--- Data for the task ---

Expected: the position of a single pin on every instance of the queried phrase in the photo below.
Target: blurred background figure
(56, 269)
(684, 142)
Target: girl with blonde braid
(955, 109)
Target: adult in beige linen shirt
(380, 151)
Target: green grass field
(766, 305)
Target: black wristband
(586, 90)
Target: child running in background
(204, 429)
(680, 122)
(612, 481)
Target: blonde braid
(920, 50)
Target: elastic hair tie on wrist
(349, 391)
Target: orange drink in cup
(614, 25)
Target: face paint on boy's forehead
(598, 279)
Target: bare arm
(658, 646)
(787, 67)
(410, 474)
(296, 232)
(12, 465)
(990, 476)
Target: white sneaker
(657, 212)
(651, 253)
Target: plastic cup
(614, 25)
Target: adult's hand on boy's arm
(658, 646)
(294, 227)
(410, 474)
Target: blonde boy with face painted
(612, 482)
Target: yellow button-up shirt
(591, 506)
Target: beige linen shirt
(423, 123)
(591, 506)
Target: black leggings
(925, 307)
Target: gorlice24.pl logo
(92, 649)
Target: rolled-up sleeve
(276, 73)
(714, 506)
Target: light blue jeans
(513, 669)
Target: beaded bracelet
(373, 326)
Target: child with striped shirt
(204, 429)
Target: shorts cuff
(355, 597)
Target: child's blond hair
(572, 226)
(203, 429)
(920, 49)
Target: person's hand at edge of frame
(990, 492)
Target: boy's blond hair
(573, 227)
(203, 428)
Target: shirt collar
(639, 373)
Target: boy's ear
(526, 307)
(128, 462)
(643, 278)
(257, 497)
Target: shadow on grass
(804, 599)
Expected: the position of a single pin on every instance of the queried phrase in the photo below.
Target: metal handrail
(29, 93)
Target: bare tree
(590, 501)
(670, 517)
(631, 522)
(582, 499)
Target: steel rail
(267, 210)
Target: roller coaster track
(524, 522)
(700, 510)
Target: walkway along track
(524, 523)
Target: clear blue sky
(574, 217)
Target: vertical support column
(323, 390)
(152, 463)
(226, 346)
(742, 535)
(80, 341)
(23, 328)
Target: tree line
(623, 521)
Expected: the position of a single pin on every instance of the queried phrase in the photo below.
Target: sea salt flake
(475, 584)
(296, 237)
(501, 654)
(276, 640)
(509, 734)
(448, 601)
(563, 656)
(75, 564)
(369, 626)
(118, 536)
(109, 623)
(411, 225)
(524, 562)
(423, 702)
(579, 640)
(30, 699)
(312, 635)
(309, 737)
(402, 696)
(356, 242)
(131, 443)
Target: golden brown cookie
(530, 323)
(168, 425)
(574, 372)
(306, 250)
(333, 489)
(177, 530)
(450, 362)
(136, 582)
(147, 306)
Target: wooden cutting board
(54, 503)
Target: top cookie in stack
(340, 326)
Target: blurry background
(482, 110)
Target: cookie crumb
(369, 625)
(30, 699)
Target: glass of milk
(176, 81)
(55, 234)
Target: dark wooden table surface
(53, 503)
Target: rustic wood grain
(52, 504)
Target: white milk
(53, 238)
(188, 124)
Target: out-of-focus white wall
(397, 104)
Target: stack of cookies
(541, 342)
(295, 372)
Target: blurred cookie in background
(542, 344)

---

» **Task description**
Reproduce every line of the data above word for word, keeping the original order.

» **The solution**
Expected: the position of a single pin on every instance of the queried phrase in the photo below.
Target: blurred background figure
(56, 269)
(684, 142)
Target: girl with blonde braid
(955, 109)
Target: adult in beige linen shirt
(380, 151)
Target: green grass field
(766, 305)
Target: black wristband
(586, 90)
Target: child running in background
(204, 429)
(680, 122)
(612, 481)
Target: blonde braid
(920, 50)
Target: elastic hair tie on wrist
(349, 391)
Target: orange drink in cup
(614, 25)
Target: face paint on boy's forehead
(598, 279)
Target: bare arm
(658, 646)
(787, 67)
(410, 474)
(296, 232)
(12, 465)
(990, 476)
Target: white sneaker
(657, 212)
(651, 253)
Target: plastic cup
(614, 25)
Target: adult's hand on boy's arm
(658, 646)
(294, 227)
(410, 474)
Target: blonde boy with face painted
(612, 482)
Target: yellow button-up shirt
(591, 506)
Target: beige linen shirt
(423, 123)
(591, 506)
Target: black leggings
(925, 307)
Target: gorlice24.pl logo
(92, 649)
Target: rolled-up sleeve
(276, 73)
(714, 506)
Target: light blue jeans
(513, 669)
Target: beaded bracelet
(373, 326)
Target: child with striped shirt
(204, 429)
Target: shorts cuff
(355, 597)
Target: child's blond hair
(572, 226)
(203, 429)
(920, 49)
Target: person's hand at edge of frame
(990, 492)
Target: boy's blond hair
(573, 227)
(203, 428)
Target: shirt collar
(639, 373)
Target: boy's ear
(526, 307)
(128, 462)
(643, 278)
(257, 497)
Target: shadow on grass
(804, 599)
Expected: the position of a single pin on every instance of the queried phrase in the photo below.
Target: metal handrail
(29, 93)
Target: bare tree
(590, 501)
(670, 517)
(631, 522)
(582, 499)
Target: steel rail
(267, 210)
Target: roller coaster track
(524, 522)
(700, 510)
Target: walkway along track
(524, 523)
Target: clear blue sky
(574, 217)
Target: vertical support column
(323, 390)
(152, 463)
(226, 346)
(742, 535)
(80, 341)
(23, 328)
Target: tree line
(623, 521)
Expected: the position of a single pin on every instance of the queried phrase in the photo below.
Target: sea salt flake
(475, 584)
(296, 237)
(501, 654)
(276, 640)
(509, 734)
(448, 601)
(563, 656)
(75, 564)
(369, 626)
(118, 536)
(109, 623)
(411, 225)
(524, 562)
(423, 702)
(579, 640)
(30, 699)
(312, 635)
(309, 737)
(402, 696)
(356, 242)
(131, 443)
Target: golden brown cookie
(530, 323)
(168, 425)
(574, 372)
(306, 250)
(333, 489)
(177, 530)
(450, 362)
(136, 582)
(147, 306)
Target: wooden cutting board
(54, 503)
Target: top cookie in stack
(340, 326)
Target: blurry background
(482, 110)
Target: cookie crumb
(369, 625)
(30, 699)
Target: glass of milk
(176, 81)
(55, 234)
Target: dark wooden table surface
(53, 503)
Target: rustic wood grain
(52, 504)
Target: white milk
(53, 238)
(188, 124)
Target: out-of-focus white wall
(397, 104)
Target: stack of cookies
(541, 342)
(295, 372)
Target: blurred cookie in background
(542, 344)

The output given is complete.